# RECORDS PROVIDED

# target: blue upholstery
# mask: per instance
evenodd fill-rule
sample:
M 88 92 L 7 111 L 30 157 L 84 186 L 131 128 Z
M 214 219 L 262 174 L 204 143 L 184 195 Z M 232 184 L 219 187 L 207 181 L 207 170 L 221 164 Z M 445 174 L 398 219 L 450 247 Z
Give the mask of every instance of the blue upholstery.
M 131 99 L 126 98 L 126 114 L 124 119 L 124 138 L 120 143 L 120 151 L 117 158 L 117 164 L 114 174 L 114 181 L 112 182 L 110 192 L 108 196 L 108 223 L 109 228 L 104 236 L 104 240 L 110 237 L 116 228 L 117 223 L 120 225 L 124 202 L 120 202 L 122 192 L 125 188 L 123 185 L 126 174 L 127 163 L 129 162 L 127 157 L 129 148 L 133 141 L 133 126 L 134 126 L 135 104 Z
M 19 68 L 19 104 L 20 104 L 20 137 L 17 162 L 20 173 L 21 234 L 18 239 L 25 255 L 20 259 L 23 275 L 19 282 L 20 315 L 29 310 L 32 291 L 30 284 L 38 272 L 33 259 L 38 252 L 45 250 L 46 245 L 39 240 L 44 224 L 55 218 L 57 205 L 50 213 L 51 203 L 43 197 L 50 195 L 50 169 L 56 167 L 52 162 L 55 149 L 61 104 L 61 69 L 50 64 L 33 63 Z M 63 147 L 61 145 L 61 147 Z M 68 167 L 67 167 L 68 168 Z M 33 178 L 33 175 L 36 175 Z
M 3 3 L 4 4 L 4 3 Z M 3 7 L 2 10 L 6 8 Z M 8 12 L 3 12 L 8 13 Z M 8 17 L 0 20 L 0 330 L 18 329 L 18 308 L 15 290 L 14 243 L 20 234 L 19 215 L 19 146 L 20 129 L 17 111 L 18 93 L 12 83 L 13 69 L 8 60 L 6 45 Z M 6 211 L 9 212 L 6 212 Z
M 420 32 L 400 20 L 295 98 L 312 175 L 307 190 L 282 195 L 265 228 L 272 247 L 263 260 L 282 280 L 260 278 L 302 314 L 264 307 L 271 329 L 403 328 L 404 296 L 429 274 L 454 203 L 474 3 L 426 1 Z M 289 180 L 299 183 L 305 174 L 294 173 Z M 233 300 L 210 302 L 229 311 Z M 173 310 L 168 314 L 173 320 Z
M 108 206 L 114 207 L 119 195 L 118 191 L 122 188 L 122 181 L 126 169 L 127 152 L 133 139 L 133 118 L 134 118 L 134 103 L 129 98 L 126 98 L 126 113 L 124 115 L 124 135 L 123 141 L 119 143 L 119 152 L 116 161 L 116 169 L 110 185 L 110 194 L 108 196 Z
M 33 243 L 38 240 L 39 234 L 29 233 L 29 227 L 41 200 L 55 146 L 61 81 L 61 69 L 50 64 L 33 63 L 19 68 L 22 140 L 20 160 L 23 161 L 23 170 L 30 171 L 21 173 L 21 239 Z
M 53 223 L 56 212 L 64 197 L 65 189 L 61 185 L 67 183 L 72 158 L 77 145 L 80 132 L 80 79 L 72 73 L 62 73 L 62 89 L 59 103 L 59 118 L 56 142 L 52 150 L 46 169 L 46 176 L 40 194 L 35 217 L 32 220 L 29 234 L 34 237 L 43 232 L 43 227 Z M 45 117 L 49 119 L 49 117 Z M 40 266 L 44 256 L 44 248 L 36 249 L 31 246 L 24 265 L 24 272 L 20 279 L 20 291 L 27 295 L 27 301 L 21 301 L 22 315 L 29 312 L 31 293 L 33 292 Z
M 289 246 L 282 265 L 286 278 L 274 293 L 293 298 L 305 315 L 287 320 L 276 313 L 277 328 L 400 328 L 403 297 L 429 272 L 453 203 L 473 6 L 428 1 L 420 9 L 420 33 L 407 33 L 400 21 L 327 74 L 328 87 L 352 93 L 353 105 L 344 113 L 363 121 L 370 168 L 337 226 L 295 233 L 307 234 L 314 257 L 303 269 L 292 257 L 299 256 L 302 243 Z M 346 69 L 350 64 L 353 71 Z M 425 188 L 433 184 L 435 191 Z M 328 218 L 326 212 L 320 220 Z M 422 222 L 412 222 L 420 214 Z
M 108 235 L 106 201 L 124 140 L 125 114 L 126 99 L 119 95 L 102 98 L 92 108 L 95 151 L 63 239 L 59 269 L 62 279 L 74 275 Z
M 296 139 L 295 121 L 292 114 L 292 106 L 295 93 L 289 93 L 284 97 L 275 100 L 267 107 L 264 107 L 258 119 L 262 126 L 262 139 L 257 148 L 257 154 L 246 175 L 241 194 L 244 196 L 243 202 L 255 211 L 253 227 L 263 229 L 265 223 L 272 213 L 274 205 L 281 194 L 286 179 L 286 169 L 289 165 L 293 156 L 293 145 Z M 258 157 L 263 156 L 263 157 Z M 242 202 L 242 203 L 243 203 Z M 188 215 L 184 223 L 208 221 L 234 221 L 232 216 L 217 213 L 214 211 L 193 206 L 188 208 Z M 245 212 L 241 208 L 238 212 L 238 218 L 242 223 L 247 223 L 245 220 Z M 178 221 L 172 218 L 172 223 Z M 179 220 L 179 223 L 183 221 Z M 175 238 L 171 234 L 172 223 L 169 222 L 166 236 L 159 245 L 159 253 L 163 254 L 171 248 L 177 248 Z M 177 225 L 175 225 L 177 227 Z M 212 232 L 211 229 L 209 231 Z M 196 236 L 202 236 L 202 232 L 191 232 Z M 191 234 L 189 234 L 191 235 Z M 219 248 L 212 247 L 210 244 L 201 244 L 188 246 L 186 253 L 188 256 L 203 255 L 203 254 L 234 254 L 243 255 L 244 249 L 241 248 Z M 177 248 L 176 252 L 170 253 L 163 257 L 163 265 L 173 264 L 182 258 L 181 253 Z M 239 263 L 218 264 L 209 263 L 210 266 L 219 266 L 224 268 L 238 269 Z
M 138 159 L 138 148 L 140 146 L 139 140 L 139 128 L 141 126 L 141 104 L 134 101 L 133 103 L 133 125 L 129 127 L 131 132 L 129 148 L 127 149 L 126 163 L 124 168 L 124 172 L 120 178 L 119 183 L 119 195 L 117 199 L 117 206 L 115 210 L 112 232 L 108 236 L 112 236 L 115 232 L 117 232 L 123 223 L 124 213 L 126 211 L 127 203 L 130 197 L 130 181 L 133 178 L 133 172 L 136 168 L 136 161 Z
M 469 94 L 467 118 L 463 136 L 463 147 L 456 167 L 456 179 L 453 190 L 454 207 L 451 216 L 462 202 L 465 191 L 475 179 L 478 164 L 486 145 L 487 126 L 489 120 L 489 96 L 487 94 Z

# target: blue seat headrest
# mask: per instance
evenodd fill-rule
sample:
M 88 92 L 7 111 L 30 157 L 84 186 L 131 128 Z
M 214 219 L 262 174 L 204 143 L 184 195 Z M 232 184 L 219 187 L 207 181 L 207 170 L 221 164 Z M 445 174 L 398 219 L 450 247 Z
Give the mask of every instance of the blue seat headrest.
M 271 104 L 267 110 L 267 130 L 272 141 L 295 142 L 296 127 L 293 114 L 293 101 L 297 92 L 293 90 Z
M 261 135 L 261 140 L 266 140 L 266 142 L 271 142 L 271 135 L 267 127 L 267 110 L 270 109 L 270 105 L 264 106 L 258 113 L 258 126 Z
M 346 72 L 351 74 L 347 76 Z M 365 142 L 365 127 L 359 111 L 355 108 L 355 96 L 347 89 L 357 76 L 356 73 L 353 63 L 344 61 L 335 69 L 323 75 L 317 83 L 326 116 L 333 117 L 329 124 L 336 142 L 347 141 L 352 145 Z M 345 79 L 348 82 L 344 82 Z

# OBJECTIVE
Copy everything from the start of the records down to the line containing "M 131 99 L 126", swapping "upholstery" for "fabric" and keeping all else unchanged.

# PROBLEM SOLUTION
# target: blue fabric
# mask: per instance
evenodd fill-rule
sample:
M 88 92 L 7 111 L 30 157 L 84 186 L 131 128 Z
M 214 219 L 262 174 L 204 143 L 184 195 Z M 232 184 L 219 187 L 207 181 L 207 170 L 221 164 Z M 445 174 L 398 219 L 450 247 Z
Give the mask of every instance of the blue fabric.
M 131 99 L 126 98 L 126 114 L 124 119 L 124 138 L 120 143 L 120 151 L 117 158 L 117 164 L 114 174 L 114 181 L 112 182 L 110 192 L 108 196 L 108 223 L 109 228 L 104 236 L 104 240 L 110 237 L 116 228 L 117 223 L 120 225 L 124 202 L 120 202 L 122 192 L 125 188 L 123 185 L 126 174 L 127 163 L 129 162 L 127 157 L 129 148 L 133 141 L 133 126 L 134 126 L 135 104 Z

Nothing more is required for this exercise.